To draw this example into the real world, here is a map of Texas' (my home state) rail lines:
Click for a larger image.
Texas is littered with small towns not directly on a rail line. How are they supposed to get goods delivered to them? The same situation obviously exists with every other state. Towns not along major rail lines need good roads to receive goods and services.
In addition, not all goods and services move by rail. For those that move by truck, it makes tremendous sense to make sure the roads are in good repair, which lowers transportation costs by lowering damage caused by poor roads. For example (and completely hypothetically), suppose a well-maintained road only causes 1 tire blow-out every week per 50 miles of road whereas a poorly maintained road causes 5 blow-outs per week. Each accident obviously increases the cost of maintaining that particular vehicle effected. But it also adds to other companies' transportation costs by increasing traffic which lengthens delivery times, increases gas consumption for vehicles caught in the traffic jam and adds to wear and tear on other vehicles stuck in traffic.
And that is just roads. There are plenty of other areas that need help. A 2008 Popular Mechanics article highlighted the following areas where the US could increase infrastructure investment: levees, electricity grid, US ports, and the lock system. For example, consider these statistics from that article:
One-quarter of the 599,893 bridges in the United States have structural problems or outdated designs. The country can do more than rebuild these bridges—we can make them better, using high-performance concrete, steel and composites; automated monitoring systems to watch for deterioration; and smarter designs. Similar technologies can also be employed on highways, tunnels and other structures.
About 28.9 million shipping containers passed through crowded U.S. ports last year, and gridlock is mounting. Containers entering the country languished on docks an average of seven days. Adopting the “agile port system” now being developed with help from federal agencies would boost efficiency. When the concept was tested at Washington’s Port of Tacoma, it cut cargo delays in half.

## Location identification items
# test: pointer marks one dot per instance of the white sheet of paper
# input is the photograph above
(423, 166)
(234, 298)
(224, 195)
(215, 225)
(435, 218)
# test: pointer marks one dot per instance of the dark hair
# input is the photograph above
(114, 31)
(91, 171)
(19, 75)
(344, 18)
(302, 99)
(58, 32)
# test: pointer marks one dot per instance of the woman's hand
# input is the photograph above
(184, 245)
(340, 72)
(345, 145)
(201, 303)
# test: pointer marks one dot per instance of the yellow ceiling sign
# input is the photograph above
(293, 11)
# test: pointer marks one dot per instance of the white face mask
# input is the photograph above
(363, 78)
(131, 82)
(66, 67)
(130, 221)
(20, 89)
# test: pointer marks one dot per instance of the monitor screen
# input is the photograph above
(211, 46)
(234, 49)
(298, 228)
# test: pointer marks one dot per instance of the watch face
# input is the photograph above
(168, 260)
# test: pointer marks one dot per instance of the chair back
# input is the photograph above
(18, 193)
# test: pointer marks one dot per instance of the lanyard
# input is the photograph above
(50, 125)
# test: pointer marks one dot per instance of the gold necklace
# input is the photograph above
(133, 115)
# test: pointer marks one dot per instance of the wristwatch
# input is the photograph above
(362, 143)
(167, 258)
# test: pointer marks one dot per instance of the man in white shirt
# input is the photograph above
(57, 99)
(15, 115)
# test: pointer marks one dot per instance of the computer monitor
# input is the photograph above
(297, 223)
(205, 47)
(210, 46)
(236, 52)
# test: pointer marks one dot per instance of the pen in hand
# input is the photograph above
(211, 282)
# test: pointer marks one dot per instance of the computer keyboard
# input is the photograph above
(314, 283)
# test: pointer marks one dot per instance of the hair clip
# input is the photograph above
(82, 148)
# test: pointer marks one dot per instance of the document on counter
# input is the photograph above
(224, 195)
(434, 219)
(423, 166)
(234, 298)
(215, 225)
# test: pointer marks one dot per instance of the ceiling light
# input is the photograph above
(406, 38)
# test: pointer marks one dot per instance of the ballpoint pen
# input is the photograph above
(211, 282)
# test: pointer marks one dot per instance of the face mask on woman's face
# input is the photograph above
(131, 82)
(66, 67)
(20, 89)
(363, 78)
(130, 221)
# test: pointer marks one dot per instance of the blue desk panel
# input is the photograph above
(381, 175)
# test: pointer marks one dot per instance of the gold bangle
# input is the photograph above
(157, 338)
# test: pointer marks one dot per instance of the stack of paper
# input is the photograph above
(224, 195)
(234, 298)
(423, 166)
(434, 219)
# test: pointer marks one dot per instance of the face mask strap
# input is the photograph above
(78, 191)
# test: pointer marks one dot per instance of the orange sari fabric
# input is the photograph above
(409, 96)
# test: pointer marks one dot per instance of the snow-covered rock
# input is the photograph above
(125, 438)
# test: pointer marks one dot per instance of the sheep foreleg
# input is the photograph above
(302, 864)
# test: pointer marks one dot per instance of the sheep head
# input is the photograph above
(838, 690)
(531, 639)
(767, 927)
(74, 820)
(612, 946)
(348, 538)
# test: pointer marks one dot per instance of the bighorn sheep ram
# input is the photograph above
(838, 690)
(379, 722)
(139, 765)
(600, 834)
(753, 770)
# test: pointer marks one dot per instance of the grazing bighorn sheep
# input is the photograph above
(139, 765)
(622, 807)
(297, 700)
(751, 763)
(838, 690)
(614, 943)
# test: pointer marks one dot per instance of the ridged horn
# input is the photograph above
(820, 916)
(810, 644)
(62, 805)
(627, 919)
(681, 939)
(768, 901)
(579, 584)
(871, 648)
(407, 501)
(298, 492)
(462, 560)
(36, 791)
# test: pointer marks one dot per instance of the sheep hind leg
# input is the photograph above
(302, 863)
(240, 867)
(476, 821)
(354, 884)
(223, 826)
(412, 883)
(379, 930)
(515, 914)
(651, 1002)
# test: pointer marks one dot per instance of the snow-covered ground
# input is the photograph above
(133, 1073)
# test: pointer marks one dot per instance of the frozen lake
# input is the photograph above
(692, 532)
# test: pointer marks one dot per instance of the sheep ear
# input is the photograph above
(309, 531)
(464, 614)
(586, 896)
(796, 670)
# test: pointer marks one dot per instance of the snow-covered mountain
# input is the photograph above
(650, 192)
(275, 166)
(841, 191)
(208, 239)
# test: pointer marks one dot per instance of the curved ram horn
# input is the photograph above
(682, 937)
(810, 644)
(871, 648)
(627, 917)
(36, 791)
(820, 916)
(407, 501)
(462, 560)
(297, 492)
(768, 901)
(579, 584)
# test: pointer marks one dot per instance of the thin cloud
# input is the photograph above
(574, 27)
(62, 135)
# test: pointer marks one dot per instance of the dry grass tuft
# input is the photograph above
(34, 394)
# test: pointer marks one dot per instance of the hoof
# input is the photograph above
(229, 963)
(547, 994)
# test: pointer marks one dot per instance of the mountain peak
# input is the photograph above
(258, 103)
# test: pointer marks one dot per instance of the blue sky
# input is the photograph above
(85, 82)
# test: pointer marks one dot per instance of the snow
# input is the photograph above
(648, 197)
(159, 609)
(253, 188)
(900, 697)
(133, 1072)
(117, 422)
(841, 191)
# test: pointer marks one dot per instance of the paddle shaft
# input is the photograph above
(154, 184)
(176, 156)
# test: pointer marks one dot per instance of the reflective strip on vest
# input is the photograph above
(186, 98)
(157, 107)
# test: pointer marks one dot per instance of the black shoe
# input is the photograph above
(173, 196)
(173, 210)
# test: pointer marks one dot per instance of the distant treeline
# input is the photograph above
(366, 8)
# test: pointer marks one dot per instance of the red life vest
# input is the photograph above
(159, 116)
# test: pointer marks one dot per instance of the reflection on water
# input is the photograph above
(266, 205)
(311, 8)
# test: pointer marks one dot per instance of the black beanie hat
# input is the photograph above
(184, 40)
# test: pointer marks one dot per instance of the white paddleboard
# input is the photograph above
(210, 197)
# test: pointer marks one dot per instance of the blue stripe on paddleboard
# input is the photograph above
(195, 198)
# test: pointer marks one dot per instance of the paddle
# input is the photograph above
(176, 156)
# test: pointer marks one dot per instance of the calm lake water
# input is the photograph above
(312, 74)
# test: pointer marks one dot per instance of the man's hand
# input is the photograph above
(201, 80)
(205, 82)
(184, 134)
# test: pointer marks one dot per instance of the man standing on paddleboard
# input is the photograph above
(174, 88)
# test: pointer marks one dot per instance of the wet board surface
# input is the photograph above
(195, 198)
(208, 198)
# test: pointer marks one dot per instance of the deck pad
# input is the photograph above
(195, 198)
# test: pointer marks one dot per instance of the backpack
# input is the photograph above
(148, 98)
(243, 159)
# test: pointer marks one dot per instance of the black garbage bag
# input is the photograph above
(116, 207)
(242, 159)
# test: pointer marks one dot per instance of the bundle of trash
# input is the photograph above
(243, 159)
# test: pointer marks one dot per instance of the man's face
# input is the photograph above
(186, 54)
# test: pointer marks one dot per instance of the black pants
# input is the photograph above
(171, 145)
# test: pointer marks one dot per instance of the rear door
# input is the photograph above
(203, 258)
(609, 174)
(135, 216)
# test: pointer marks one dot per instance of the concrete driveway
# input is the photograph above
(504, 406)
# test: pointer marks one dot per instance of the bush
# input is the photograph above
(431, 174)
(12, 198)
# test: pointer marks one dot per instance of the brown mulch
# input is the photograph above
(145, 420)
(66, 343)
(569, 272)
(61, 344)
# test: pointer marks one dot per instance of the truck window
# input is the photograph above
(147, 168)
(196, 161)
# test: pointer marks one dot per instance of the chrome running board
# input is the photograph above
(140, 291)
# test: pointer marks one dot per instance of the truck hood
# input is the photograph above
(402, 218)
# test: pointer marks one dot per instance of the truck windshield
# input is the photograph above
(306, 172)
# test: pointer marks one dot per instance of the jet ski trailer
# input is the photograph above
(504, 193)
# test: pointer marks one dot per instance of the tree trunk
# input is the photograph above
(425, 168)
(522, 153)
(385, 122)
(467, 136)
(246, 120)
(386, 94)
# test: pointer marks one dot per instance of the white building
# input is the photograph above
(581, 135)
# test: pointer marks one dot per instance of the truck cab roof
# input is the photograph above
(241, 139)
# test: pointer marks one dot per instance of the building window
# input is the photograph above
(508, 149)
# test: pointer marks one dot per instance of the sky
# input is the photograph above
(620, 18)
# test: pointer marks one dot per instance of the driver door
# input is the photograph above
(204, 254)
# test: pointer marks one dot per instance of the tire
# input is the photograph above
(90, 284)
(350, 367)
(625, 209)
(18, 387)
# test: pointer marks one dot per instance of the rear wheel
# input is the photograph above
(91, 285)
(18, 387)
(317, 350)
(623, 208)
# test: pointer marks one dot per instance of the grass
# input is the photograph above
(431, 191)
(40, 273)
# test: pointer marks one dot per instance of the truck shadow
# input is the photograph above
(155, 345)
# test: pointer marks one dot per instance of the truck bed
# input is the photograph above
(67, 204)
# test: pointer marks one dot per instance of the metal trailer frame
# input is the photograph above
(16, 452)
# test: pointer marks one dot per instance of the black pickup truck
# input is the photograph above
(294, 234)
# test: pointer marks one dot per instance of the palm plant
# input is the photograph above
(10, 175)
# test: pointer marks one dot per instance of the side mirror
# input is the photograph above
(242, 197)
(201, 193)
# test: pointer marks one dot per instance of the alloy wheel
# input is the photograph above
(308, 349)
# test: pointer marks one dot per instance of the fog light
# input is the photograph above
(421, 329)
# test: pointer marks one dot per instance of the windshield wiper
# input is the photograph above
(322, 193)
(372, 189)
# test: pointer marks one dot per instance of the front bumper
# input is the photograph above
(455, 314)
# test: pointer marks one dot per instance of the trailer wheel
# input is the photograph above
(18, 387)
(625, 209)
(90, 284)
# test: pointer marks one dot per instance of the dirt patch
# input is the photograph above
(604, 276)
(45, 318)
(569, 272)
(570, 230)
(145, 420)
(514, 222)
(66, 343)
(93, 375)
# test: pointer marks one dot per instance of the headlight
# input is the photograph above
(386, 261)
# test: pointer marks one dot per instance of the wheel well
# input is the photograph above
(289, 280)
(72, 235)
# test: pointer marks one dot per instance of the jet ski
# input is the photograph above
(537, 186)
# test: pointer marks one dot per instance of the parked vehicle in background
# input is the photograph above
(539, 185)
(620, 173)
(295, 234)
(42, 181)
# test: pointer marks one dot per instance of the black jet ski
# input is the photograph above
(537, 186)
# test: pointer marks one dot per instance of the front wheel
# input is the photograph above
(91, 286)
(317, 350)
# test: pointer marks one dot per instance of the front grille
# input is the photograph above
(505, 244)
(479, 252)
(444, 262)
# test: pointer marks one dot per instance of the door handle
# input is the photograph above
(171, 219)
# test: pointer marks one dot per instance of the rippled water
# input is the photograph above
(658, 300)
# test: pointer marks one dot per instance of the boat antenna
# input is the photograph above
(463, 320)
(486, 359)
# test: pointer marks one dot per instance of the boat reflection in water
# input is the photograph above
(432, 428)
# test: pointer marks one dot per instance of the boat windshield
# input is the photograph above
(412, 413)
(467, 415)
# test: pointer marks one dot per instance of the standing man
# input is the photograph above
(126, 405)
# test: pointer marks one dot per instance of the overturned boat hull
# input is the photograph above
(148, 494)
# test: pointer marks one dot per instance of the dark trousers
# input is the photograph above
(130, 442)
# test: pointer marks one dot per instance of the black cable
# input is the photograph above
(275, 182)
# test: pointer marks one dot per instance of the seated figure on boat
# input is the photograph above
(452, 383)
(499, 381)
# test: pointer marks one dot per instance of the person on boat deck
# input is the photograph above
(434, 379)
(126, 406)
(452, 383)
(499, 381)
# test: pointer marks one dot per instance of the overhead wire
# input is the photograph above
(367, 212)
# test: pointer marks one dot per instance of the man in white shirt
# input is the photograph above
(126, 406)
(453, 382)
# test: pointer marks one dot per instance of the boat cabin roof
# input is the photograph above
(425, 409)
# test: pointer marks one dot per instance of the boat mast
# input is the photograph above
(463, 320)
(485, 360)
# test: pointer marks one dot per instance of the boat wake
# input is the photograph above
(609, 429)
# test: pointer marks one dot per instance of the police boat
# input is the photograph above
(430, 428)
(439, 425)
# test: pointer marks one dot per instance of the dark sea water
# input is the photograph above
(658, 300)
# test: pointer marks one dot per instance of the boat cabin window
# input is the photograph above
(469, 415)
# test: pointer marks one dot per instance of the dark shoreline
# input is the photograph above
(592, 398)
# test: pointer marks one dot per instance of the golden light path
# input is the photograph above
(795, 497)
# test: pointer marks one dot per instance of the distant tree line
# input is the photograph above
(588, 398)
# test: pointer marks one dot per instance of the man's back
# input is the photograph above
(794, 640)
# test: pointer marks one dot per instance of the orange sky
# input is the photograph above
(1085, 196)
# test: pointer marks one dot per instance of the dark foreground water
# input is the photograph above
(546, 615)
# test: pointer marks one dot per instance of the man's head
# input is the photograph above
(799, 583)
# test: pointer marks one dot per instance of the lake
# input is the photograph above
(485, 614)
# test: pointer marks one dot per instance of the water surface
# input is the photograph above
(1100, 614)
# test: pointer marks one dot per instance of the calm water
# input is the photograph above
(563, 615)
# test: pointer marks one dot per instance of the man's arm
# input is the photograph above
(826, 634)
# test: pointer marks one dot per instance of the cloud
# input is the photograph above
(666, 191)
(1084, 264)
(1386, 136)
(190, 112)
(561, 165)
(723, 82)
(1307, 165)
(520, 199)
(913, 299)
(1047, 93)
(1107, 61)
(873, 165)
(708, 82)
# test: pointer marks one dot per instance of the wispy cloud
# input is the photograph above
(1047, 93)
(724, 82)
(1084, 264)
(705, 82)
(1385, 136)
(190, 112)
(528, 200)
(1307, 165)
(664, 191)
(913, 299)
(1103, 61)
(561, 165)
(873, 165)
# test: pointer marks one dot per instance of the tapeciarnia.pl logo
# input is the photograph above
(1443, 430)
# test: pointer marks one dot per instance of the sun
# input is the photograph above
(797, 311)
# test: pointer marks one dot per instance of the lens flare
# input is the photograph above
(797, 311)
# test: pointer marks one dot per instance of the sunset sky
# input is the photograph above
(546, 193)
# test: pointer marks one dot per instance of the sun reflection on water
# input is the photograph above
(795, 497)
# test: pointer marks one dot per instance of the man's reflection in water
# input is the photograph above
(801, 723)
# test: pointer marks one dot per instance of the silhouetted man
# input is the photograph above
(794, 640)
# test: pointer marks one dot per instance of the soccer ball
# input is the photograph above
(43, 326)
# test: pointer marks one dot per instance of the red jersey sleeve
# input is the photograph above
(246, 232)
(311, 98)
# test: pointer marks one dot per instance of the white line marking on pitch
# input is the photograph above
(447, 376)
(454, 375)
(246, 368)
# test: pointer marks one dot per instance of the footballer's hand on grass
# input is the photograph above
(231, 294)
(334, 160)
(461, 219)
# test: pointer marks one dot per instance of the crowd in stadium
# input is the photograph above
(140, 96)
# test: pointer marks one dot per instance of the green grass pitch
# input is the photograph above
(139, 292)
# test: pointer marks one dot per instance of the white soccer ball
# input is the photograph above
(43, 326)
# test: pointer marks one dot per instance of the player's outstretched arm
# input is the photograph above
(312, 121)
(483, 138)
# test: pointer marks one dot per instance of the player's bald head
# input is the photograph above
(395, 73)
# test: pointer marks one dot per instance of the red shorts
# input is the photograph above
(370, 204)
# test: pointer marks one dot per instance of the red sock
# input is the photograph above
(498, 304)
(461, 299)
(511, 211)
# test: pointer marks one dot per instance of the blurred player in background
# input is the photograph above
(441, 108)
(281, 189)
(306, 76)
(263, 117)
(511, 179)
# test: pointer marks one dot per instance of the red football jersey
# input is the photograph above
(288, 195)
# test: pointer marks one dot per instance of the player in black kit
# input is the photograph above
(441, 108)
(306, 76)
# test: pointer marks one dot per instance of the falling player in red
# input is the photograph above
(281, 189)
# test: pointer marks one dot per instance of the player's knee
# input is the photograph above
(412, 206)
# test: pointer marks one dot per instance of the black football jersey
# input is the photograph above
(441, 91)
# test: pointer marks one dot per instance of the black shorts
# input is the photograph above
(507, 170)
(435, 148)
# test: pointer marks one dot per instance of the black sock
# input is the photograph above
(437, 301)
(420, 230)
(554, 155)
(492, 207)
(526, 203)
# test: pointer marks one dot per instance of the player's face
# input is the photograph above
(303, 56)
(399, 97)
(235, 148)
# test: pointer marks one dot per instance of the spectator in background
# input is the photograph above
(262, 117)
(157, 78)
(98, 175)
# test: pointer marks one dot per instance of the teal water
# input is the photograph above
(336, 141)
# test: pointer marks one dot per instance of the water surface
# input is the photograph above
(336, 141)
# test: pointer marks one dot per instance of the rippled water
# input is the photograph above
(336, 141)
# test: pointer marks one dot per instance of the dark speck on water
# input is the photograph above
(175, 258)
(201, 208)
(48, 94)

## JOBS
1. Write down the passage of the infrastructure text starting with "To draw this" and going on through "goods and services.".
2. Which areas does the infrastructure text say the 2008 Popular Mechanics article highlighted for increased US infrastructure investment?
3. Continue the infrastructure text from the point where it stops.
None of the work here requires the rows.

## ANSWERS FOR THE EXERCISE
1.
To draw this example into the real world, here is a map of Texas' (my home state) rail lines:
Click for a larger image.
Texas is littered with small towns not directly on a rail line. How are they supposed to get goods delivered to them? The same situation obviously exists with every other state. Towns not along major rail lines need good roads to receive goods and services.

2. Levees, the electricity grid, US ports, and the lock system.

3.
And the problem has not gotten better over the last two years. According to the American Society of Civil Engineers report card of American's Infrastructure, we received a D; Every area of US infrastructure received near failing grades.
Drinking Water D-
Hazardous Waste D
Inland Waterways D-
Public Parks and Recreation C-
Solid Waste C+
America's Infrastructure GPA: D
Last week I argued that the combined infrastructure need and the high rate of unemployment among blue collar workers presents the most logical dovetailing of public need with problem solving in a generation. Employing these people does not mean they would be "spitting at the moon;" they would be increasing the efficiency of the US economy. To this, a commenter noted:
The projects are no[t] economically viable. They don't create any new wealth. When the old bridges are torn down (many still work just fine) and new ones are built, hundreds of billions of dollars would have been spent and all that will need to be paid back with interest, and the much of the spending would have drifted out of the US in the form of imports and higher commodity prices.
Better policy options would be the elimination of the corporate tax for all domestic manufacturing operations and the elimination of the payroll tax altogether (social security will be paid for in the short term from the general fund).
First, no one is advocating tearing down functioning bridges; according to all reports there are plenty of bridges that are in terrible repair that would be the natural beneficiaries of the policy. In addition, the US economy has lost about 2 million construction jobs during the recession and about another 2 million manufacturing jobs over the last 2-3 years. These people are currently receiving unemployment benefits. What is wrong with creating jobs for them that pay goods wages (and thereby increasing aggregate demand) which also increase the nation's overall economic efficiency by improving the quality of out national transportation system?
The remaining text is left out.